- _Directions_: Rewrite the material from the line with "of the elbow" to the line with "[[797, 515]]", both lines included, and keep every line. Scale each point coordinate listed right after a "Target:" line by 0.7 and round it to a whole number, with halves going up, but leave the sample coordinates in the other lines unchanged.

- _Object pointing dataset rows_:
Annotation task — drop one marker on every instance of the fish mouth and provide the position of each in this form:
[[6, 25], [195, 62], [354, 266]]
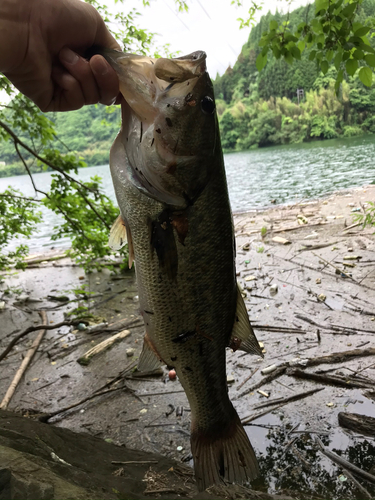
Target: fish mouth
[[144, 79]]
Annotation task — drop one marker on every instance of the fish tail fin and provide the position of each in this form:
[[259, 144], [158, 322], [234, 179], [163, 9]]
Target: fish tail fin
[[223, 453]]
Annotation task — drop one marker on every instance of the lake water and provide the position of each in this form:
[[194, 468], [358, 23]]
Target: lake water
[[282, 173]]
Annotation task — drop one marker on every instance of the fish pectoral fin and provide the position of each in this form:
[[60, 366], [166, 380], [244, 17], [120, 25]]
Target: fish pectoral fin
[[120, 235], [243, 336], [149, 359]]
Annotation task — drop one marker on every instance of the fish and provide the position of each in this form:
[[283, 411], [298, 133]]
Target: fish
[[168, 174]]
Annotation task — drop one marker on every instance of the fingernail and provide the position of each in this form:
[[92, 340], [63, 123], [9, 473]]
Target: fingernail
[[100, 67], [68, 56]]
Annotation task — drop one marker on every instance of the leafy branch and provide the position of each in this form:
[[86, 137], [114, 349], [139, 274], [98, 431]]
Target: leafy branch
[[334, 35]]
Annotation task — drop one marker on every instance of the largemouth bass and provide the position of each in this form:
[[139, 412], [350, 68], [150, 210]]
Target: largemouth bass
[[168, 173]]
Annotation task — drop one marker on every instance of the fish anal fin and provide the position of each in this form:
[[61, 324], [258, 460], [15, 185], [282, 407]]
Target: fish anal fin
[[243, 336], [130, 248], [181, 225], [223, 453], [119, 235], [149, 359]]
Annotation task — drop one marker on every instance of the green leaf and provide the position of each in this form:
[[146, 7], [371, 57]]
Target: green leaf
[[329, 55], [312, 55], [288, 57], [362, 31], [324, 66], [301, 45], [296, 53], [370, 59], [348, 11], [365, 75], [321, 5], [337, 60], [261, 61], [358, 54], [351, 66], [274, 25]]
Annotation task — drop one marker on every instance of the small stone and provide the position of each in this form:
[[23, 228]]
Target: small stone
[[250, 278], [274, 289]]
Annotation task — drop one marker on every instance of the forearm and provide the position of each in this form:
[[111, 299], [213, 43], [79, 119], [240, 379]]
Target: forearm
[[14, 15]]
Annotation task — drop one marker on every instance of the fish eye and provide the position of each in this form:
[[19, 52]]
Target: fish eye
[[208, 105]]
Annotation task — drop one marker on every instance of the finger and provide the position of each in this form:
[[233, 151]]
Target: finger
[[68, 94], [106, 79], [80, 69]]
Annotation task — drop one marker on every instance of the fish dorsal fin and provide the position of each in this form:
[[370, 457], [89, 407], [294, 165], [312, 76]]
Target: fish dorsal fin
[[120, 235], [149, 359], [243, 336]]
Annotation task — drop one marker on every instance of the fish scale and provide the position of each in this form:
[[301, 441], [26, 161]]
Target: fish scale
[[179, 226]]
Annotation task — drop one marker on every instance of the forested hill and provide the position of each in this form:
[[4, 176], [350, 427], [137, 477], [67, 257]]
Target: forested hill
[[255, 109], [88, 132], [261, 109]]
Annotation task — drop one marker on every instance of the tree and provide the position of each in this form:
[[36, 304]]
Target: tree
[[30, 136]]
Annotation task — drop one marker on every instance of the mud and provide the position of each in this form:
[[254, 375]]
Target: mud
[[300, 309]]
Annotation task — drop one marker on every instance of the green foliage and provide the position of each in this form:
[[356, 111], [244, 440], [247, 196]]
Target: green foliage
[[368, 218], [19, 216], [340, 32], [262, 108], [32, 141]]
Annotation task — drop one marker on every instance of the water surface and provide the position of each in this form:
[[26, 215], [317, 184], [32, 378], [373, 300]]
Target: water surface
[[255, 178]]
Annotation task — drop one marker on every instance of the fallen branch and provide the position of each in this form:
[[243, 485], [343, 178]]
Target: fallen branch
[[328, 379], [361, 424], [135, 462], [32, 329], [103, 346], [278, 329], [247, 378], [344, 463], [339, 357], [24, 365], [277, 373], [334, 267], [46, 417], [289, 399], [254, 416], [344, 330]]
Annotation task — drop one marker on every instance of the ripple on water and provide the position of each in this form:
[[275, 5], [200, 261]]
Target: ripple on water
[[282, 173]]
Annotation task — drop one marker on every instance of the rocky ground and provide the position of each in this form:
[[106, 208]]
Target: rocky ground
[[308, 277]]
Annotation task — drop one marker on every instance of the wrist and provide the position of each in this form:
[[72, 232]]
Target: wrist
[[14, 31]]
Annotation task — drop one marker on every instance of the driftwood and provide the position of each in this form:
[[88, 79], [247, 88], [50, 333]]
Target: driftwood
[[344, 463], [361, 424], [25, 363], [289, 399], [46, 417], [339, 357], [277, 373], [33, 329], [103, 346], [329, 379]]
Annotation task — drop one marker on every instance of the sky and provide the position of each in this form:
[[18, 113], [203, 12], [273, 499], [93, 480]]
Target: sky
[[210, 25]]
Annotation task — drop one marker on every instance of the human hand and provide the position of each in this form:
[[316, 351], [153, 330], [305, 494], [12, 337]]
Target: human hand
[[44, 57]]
...
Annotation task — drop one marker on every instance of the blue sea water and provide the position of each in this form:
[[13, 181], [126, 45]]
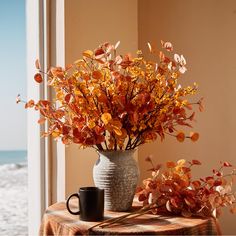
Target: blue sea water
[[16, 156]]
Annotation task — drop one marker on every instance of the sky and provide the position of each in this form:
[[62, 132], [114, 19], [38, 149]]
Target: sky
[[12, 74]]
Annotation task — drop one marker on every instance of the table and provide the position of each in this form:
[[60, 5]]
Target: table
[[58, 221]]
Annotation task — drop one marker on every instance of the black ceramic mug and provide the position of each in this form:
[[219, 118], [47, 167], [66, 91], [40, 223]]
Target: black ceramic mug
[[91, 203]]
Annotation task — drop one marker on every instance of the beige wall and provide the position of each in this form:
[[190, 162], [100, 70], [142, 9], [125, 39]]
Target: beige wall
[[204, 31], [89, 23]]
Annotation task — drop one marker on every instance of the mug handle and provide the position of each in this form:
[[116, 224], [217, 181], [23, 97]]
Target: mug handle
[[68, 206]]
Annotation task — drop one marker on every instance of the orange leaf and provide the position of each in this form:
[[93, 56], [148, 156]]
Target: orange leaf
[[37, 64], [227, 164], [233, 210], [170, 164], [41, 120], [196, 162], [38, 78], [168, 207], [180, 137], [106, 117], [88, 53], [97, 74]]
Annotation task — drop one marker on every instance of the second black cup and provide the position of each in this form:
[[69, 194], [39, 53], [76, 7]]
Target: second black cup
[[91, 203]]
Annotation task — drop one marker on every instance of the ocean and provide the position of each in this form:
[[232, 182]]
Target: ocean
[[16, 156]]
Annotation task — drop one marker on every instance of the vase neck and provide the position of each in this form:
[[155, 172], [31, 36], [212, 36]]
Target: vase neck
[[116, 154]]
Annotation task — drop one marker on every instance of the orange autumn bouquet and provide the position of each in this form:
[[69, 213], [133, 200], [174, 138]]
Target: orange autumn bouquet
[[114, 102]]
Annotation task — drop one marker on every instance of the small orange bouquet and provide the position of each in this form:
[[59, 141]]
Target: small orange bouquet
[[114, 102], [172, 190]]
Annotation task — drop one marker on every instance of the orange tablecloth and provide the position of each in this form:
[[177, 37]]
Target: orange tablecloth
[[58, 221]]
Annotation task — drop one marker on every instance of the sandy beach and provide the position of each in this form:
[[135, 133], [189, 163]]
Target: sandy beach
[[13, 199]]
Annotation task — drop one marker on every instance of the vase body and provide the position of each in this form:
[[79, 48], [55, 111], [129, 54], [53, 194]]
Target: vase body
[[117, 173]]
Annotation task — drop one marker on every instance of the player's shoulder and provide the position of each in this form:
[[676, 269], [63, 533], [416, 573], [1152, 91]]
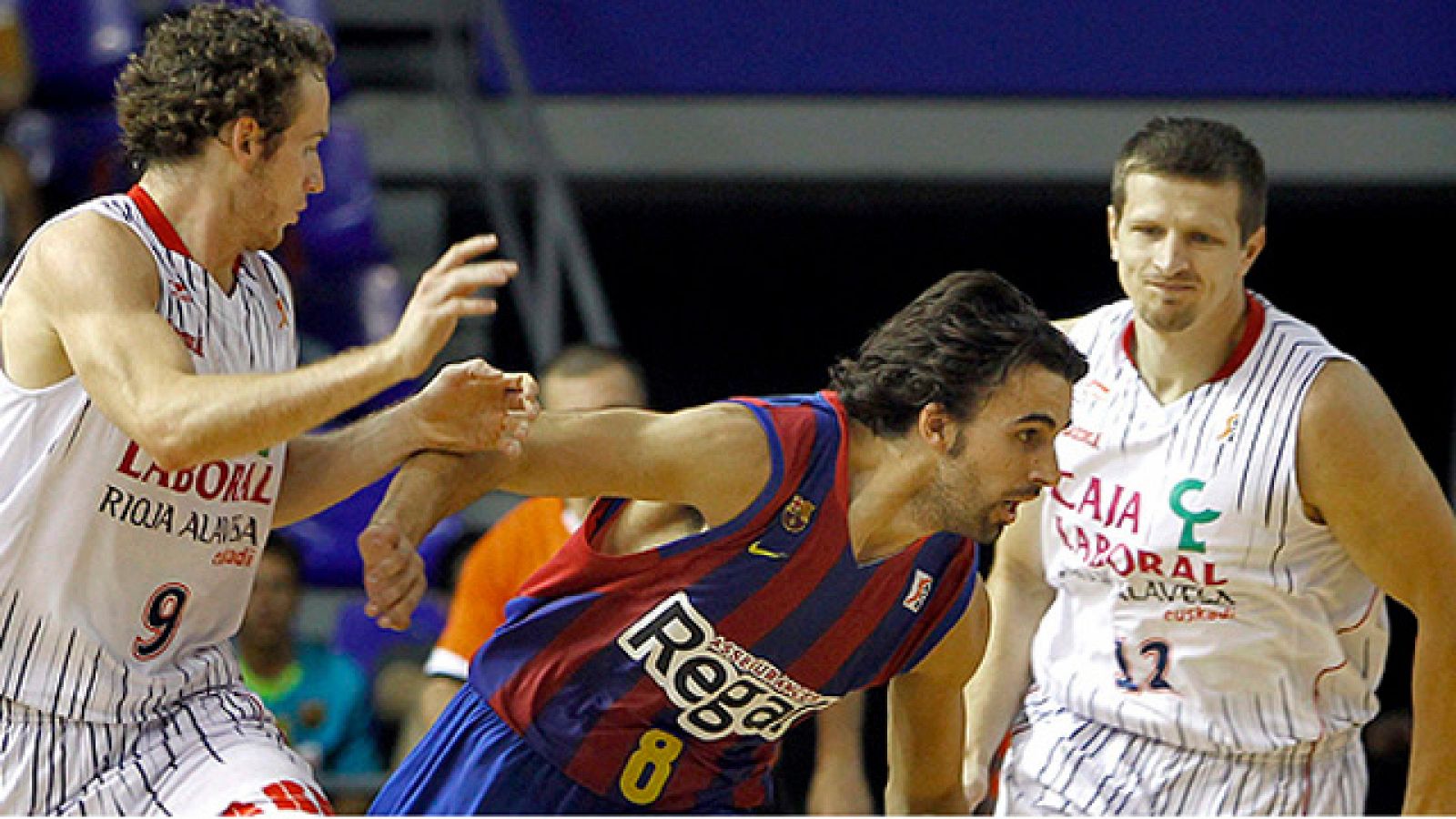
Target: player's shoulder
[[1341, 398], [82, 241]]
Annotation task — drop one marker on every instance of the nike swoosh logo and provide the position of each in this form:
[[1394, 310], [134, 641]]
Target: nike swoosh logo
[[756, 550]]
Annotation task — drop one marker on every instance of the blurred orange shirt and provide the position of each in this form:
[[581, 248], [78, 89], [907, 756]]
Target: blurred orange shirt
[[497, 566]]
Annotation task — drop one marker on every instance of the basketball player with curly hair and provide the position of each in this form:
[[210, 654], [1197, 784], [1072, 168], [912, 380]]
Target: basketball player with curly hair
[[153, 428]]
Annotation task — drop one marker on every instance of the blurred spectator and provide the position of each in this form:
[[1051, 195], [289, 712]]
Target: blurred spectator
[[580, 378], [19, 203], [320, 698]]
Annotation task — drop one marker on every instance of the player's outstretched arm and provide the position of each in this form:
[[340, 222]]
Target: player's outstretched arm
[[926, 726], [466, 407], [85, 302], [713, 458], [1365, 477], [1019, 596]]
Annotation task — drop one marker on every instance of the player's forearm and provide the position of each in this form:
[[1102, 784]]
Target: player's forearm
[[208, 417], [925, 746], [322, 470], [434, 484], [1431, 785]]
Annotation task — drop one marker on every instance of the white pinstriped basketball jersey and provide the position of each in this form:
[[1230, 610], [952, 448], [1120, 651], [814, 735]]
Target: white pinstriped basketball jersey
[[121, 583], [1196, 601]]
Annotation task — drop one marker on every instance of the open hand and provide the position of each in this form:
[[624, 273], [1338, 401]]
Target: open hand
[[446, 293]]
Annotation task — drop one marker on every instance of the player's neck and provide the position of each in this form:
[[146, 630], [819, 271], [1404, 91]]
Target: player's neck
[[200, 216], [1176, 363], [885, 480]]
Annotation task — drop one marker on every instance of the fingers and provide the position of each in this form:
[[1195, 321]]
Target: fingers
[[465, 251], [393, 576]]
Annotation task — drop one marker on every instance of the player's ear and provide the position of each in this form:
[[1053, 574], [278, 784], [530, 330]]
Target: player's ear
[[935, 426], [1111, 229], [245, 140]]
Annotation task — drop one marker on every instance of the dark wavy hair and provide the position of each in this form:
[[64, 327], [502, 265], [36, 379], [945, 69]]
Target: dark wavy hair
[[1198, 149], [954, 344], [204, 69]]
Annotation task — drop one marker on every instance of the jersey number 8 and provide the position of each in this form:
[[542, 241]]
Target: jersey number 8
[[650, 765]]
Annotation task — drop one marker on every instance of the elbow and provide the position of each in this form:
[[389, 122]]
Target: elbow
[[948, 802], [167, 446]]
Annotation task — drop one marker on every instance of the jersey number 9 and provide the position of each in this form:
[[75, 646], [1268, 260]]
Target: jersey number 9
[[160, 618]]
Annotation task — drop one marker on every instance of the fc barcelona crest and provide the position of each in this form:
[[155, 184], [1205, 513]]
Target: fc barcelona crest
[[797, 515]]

- _The result_:
Annotation task — drop one marker on every instance of the elbow and provide the position of each in this form:
[[389, 122]]
Target: elbow
[[664, 561], [117, 312]]
Annotation task — drop one marker on every instance of the jersey number 9 and provide the position of each in this form:
[[75, 646], [1268, 260]]
Target: jersey number 9
[[112, 433]]
Annotation task — drop one marker on every instance of the fc barcelona crest and provide the position of each in this form:
[[155, 184], [1205, 513]]
Target: fc barcelona crest
[[558, 361]]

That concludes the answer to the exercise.